Votre objectif: D'après l'extrait sur les Usines Henricot, indiquez l'année où les héritiers d'Albert Goblet d'Aviella ont revendu l'usine à Emile Henricot.

Extrait à lire:
Lorsqu’on évoque la sidérurgie en Wallonie, on pense au bassin liégeois et au bassin carolo. Mais il y a le Brabant wallon. Et notamment les Usines Henricot, à Court-Saint-Etienne. On pourra évoquer, ailleurs, plus tard, Clabecq.

Les Usines Henricot

L’origine des Usines Henricot remonte au milieu du XIX° siècle, où on trouve le nom d’Albert Goblet d’Aviella. C’est lui qui rachètera la Forge « Moulin Fauconnier », au confluent de la dyle et de la Thyle. Il engagera un jeune ingénieur, Emile Henricot, comme directeur technique. Et c’est à lui que ses héritiers revendront l’usine, en 1885. 

Les Usines Emile Henricot (source: le patrimoine stéphanois)

Au lendemain de la deuxième guerre, les Usines Henricot, contribuent à la reconstruction du pays.

Une collaboration avec un savant fou: Auguste Piccard

Auguste Piccard (Bundesarchiv_Bild_102-13738)

Mais leur savoir-faire va leur permettre de participer à une expédition scientifique au retentissement mondial qu’éclipsera seulement la conquête spatiale. Elles vont fabriquer la nacelle du bathyscaphe destiné à l’exploration des très grandes profondeurs océanes d’Auguste Piccard. Il est suisse, né à Bâle le 28 janvier 1884, professeur de physique à l’Université Libre de Bruxelles et bénéficie du financement du FNRS, le Fonds National de la Recherche Scientifique, dû au Roi Albert.

Enregistrements conservés
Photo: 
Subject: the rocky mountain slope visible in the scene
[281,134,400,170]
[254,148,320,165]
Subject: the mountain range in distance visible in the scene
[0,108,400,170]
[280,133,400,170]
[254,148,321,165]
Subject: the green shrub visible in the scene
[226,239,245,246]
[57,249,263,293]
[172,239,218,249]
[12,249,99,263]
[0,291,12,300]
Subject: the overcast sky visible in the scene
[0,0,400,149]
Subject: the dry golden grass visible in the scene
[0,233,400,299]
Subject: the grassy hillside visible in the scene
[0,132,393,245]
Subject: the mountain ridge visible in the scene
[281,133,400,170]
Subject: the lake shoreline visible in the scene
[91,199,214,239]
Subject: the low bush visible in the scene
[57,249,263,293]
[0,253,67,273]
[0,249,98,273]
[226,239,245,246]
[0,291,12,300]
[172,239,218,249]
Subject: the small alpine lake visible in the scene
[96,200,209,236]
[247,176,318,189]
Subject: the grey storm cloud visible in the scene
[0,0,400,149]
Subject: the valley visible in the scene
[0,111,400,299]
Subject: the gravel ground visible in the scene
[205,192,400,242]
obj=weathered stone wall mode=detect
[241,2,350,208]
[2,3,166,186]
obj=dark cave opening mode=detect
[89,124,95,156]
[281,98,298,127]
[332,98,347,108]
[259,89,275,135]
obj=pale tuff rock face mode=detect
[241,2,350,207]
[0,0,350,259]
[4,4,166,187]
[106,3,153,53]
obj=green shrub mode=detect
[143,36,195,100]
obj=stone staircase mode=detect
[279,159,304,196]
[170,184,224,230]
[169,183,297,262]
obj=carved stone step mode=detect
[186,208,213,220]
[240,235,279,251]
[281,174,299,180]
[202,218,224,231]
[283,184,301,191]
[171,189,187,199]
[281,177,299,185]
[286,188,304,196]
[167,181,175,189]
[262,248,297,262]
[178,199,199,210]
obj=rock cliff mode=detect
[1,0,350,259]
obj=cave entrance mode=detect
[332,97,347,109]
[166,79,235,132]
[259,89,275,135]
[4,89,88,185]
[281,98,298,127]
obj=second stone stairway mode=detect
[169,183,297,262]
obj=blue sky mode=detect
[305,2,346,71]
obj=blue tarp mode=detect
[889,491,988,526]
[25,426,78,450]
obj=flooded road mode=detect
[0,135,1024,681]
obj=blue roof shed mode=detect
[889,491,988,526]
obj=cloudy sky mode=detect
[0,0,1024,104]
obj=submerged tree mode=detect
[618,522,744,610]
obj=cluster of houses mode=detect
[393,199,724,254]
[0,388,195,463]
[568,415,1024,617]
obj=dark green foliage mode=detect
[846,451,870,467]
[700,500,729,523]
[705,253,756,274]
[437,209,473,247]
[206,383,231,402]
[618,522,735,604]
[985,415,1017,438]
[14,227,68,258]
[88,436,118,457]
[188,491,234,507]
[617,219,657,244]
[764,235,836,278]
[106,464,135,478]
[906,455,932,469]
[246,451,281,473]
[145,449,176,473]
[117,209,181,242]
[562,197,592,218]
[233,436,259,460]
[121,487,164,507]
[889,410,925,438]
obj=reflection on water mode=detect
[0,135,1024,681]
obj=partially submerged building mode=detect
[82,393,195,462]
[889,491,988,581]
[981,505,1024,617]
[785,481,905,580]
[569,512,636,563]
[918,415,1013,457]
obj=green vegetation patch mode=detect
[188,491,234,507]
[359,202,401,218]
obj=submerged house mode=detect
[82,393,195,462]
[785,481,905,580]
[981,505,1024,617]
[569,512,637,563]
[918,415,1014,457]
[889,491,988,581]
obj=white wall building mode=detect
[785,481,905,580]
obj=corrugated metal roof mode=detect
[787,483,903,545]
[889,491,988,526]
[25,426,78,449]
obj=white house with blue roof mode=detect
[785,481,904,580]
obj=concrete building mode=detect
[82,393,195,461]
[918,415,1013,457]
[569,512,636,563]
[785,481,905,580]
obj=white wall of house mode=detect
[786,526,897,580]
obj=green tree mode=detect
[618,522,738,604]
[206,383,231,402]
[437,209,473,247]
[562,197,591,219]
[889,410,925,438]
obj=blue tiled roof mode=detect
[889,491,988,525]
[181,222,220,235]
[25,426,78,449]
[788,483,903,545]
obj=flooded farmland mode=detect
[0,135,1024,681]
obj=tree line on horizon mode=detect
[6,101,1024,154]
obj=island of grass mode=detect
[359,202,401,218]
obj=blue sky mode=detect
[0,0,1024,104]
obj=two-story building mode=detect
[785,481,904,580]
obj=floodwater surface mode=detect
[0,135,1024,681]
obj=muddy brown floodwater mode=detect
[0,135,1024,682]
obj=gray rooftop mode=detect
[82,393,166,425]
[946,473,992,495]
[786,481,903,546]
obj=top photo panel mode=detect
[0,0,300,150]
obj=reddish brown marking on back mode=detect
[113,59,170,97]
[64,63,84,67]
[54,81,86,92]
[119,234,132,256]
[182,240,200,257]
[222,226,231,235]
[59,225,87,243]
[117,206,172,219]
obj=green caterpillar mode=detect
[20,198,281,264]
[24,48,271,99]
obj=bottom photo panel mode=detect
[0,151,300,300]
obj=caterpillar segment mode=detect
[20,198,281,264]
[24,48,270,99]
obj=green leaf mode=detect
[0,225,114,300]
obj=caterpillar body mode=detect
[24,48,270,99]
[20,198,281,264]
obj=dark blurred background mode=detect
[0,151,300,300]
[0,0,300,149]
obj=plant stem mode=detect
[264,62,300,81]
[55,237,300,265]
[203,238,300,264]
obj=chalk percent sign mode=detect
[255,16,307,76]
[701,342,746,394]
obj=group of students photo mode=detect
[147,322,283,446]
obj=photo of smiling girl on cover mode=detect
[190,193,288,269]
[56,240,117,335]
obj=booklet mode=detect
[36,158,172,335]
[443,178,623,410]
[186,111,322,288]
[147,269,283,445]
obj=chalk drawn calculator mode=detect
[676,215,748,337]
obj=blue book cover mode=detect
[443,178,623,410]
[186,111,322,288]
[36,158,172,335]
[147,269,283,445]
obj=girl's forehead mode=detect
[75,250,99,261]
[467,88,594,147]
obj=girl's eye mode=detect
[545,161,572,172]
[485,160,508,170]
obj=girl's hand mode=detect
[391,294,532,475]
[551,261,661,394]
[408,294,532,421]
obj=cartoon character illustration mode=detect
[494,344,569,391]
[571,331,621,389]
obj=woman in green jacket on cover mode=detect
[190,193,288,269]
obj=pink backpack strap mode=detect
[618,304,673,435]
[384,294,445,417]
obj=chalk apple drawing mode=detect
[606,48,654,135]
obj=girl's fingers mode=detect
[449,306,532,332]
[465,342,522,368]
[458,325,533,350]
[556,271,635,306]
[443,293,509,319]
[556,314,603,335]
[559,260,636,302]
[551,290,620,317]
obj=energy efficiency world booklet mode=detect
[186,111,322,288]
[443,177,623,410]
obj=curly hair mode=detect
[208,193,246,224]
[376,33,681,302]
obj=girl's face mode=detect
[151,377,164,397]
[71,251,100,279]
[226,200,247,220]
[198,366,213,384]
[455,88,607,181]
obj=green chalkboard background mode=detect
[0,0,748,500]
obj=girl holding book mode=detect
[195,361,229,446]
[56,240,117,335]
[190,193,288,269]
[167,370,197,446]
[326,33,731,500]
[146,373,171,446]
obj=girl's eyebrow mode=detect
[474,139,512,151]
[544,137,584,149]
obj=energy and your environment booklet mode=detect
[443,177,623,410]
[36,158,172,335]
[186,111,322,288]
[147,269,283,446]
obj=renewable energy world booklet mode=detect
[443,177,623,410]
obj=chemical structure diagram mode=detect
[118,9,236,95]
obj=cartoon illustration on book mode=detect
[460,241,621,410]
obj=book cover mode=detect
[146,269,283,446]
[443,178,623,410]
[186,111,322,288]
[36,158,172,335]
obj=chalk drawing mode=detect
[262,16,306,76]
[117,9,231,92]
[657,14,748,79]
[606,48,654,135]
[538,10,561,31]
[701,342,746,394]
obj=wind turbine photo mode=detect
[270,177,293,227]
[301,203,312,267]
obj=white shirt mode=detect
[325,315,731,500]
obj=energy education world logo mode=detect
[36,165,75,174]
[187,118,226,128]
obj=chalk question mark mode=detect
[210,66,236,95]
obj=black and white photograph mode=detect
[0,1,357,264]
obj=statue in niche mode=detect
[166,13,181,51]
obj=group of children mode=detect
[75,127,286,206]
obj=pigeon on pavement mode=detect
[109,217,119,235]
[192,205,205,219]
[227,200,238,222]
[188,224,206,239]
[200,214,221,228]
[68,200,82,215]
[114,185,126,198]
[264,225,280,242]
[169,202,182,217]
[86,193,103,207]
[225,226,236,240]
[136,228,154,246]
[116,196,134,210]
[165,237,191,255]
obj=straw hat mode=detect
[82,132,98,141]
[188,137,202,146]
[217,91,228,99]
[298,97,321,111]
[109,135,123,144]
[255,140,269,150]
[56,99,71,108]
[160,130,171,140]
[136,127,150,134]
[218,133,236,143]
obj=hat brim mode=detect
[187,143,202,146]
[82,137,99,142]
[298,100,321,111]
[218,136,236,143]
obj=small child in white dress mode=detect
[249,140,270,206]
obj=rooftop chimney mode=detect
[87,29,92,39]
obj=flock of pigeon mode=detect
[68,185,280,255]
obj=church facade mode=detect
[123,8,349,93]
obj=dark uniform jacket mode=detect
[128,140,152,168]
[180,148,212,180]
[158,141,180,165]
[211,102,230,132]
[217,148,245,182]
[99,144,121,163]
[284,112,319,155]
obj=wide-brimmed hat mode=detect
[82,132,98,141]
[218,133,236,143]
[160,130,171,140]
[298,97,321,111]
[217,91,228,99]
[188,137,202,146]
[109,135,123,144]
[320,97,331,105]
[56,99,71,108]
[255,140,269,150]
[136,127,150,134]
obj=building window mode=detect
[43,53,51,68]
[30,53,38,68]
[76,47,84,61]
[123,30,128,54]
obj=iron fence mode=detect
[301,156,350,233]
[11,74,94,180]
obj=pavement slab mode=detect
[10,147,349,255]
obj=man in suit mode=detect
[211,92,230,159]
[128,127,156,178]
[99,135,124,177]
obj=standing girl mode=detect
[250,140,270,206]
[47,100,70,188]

Problème résolu: En 1885.